* _OBJECTIF VISÉ 1_: Selon le billet ci-dessous sur le temps du Parlement, pourquoi le Président de la République a-t-il décidé d'en finir avec l'opposition parlementaire ? Répondez en une à trois phrases.
* _OBJECTIF VISÉ 2_: Extrayez des enregistrements ci-dessous chaque ligne qui contient la chaîne « bare », en tenant compte de la casse.

Le temps du Parlement contre le temps du Président

Le temps du Parlement contre le temps du Président

tumulte-an

Depuis mardi dernier, matins, après-midis, soirs et nuits, le combat fait rage dans l’hémicycle (1). Plus une minute de libre pour écrire sur ce blog.
Le sujet est parfaitement ésotérique. Il pourrait paraître déplacé de consacrer autant d’énergie à un projet de loi organique aussi éloigné des préoccupations des Français. Le droit d’amendement n’est pourtant pas un sujet technique, mais une garantie démocratique.

Concrètement, le Président de la République, irrité par les débats sur l’audiovisuel public puis sur le travail du dimanche, a décidé d’en finir avec l’opposition parlementaire. Sous couvert de bon sens (moderniser le Parlement), le projet de loi organique instaure un « crédit temps » sur chaque projet : C’est la majorité qui décidera du temps de l’opposition. Une fois ce temps épuisé, les amendements ne pourront plus être défendus.

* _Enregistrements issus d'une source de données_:
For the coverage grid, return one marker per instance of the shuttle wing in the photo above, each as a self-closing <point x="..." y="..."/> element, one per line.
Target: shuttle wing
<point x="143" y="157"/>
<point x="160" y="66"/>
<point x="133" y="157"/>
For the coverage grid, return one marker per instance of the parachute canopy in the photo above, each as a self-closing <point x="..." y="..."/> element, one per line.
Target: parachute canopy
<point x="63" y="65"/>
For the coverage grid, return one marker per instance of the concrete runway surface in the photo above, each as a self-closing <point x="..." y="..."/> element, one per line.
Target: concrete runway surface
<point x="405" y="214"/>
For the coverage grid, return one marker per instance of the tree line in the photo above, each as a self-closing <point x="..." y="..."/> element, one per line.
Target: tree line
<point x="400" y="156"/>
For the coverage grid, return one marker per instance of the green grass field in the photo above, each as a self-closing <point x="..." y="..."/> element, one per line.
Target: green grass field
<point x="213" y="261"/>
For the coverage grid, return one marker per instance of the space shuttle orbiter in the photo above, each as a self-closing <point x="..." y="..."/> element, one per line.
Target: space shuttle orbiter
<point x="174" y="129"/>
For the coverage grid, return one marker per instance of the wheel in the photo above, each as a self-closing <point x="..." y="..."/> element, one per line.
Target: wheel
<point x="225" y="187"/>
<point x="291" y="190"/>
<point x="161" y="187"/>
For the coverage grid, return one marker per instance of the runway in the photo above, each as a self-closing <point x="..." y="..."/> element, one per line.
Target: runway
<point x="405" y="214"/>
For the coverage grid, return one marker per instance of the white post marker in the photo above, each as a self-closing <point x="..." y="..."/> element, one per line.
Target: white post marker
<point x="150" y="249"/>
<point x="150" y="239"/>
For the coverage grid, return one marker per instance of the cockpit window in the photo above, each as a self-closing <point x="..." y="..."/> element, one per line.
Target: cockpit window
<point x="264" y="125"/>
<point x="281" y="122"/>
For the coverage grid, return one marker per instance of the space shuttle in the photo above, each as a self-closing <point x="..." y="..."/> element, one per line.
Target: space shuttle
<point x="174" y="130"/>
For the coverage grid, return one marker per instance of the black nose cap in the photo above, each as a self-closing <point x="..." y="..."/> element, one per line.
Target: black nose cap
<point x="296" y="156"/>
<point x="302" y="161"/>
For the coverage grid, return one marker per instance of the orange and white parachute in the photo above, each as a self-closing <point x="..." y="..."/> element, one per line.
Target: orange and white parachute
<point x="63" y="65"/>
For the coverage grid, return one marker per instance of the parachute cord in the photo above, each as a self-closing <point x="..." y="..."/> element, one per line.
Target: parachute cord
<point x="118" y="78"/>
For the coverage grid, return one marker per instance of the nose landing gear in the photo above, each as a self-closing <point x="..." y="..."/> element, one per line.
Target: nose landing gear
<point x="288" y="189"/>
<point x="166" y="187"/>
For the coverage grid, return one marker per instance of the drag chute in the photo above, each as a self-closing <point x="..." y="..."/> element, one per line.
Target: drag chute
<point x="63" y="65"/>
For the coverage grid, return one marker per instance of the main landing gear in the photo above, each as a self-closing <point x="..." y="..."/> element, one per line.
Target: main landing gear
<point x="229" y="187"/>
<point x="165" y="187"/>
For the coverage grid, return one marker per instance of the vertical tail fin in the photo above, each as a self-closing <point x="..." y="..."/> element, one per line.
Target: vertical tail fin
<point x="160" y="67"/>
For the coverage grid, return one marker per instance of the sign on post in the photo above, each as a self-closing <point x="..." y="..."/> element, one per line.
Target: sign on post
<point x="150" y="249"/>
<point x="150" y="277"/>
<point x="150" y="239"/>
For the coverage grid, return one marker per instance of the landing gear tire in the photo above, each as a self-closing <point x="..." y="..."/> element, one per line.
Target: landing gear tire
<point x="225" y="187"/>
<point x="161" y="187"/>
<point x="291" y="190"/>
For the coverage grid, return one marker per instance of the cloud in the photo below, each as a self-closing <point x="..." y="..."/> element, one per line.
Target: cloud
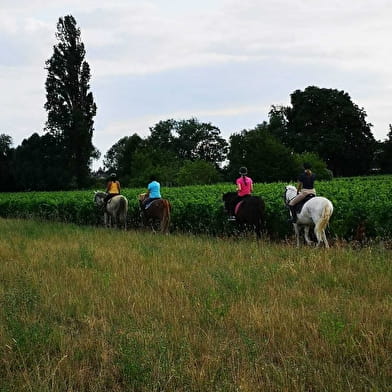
<point x="223" y="61"/>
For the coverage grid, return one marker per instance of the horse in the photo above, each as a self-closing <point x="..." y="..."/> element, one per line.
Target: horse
<point x="316" y="212"/>
<point x="249" y="211"/>
<point x="158" y="212"/>
<point x="116" y="209"/>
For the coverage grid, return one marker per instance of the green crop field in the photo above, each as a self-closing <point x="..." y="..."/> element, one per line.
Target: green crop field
<point x="359" y="201"/>
<point x="89" y="309"/>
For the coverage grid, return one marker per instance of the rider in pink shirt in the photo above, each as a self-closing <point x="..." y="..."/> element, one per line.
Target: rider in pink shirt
<point x="244" y="183"/>
<point x="244" y="188"/>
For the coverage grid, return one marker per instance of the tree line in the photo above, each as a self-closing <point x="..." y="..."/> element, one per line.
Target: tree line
<point x="321" y="125"/>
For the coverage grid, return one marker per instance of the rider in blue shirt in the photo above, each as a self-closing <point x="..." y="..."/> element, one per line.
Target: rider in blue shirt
<point x="153" y="191"/>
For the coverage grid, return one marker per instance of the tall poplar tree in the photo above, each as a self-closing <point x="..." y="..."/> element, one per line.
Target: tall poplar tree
<point x="70" y="103"/>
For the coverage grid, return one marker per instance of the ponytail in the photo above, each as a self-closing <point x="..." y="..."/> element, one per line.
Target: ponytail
<point x="244" y="179"/>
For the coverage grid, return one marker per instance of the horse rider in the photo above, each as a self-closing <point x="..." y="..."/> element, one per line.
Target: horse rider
<point x="244" y="189"/>
<point x="305" y="187"/>
<point x="153" y="191"/>
<point x="113" y="188"/>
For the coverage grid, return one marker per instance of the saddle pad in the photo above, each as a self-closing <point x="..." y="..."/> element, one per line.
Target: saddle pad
<point x="148" y="205"/>
<point x="237" y="207"/>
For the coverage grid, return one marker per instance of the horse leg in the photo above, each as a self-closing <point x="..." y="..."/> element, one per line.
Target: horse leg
<point x="306" y="234"/>
<point x="296" y="230"/>
<point x="324" y="239"/>
<point x="321" y="236"/>
<point x="258" y="230"/>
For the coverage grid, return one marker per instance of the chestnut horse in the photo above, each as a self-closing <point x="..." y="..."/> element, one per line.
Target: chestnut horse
<point x="249" y="211"/>
<point x="156" y="214"/>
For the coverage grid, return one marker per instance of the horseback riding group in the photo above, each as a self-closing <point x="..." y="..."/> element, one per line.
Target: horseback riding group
<point x="305" y="208"/>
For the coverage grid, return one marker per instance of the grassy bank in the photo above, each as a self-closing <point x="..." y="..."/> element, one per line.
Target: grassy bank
<point x="87" y="309"/>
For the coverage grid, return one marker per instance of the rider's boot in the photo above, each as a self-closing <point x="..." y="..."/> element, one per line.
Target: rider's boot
<point x="293" y="218"/>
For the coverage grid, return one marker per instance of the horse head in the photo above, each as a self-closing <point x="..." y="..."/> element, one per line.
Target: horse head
<point x="99" y="198"/>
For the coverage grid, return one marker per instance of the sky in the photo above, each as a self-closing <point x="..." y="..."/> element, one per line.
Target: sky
<point x="221" y="61"/>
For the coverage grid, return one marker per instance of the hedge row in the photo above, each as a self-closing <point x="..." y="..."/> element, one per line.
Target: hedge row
<point x="358" y="202"/>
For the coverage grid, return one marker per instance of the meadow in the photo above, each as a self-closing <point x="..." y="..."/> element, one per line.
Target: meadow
<point x="89" y="309"/>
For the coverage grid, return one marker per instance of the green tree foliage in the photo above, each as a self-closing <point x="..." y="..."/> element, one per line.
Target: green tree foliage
<point x="266" y="158"/>
<point x="318" y="165"/>
<point x="6" y="152"/>
<point x="119" y="157"/>
<point x="189" y="140"/>
<point x="38" y="164"/>
<point x="70" y="104"/>
<point x="198" y="173"/>
<point x="385" y="157"/>
<point x="327" y="122"/>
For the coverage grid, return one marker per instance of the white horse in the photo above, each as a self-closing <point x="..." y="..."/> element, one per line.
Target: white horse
<point x="115" y="212"/>
<point x="316" y="211"/>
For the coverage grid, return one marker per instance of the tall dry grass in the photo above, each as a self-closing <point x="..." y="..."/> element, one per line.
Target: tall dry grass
<point x="85" y="309"/>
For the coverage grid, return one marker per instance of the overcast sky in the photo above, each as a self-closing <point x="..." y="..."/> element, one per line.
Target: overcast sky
<point x="221" y="61"/>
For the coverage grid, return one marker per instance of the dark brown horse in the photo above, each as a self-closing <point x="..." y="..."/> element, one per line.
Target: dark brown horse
<point x="250" y="211"/>
<point x="157" y="214"/>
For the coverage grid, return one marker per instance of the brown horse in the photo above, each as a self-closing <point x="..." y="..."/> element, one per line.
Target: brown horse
<point x="248" y="212"/>
<point x="157" y="213"/>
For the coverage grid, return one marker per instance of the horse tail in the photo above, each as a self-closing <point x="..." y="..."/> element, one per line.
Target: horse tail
<point x="122" y="211"/>
<point x="165" y="216"/>
<point x="326" y="214"/>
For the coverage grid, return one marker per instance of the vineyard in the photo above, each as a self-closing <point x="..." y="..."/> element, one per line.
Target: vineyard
<point x="359" y="202"/>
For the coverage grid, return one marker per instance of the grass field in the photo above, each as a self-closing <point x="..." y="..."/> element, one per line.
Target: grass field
<point x="88" y="309"/>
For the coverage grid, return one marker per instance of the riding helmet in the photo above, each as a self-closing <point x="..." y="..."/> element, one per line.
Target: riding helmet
<point x="243" y="170"/>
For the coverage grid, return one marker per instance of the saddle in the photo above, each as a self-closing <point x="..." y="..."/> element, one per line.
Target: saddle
<point x="150" y="203"/>
<point x="299" y="205"/>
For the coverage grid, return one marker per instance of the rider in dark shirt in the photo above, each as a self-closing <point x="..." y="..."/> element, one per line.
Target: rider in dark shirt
<point x="305" y="187"/>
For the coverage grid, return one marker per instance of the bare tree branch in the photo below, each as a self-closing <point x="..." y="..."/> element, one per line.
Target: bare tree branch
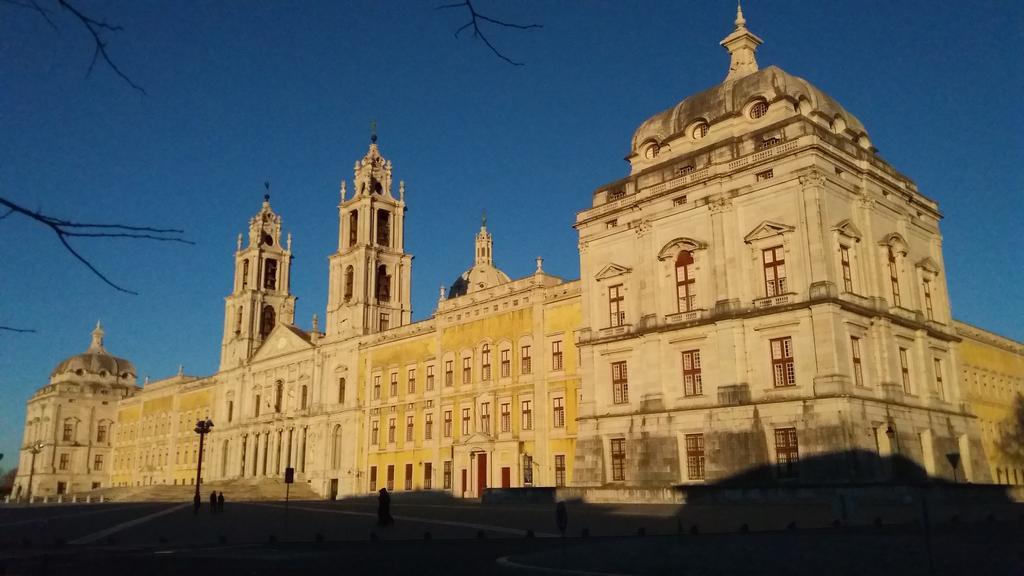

* _SOLUTION 1_: Le Président de la République a pris cette décision parce qu'il avait été irrité par les débats sur l'audiovisuel public, puis par ceux sur le travail du dimanche.

* _SOLUTION 2_:
For the coverage grid, return one marker per instance of the bare tree branch in the photo below, each as a self-closing <point x="..." y="..."/> element, one per line.
Target: bare tree branch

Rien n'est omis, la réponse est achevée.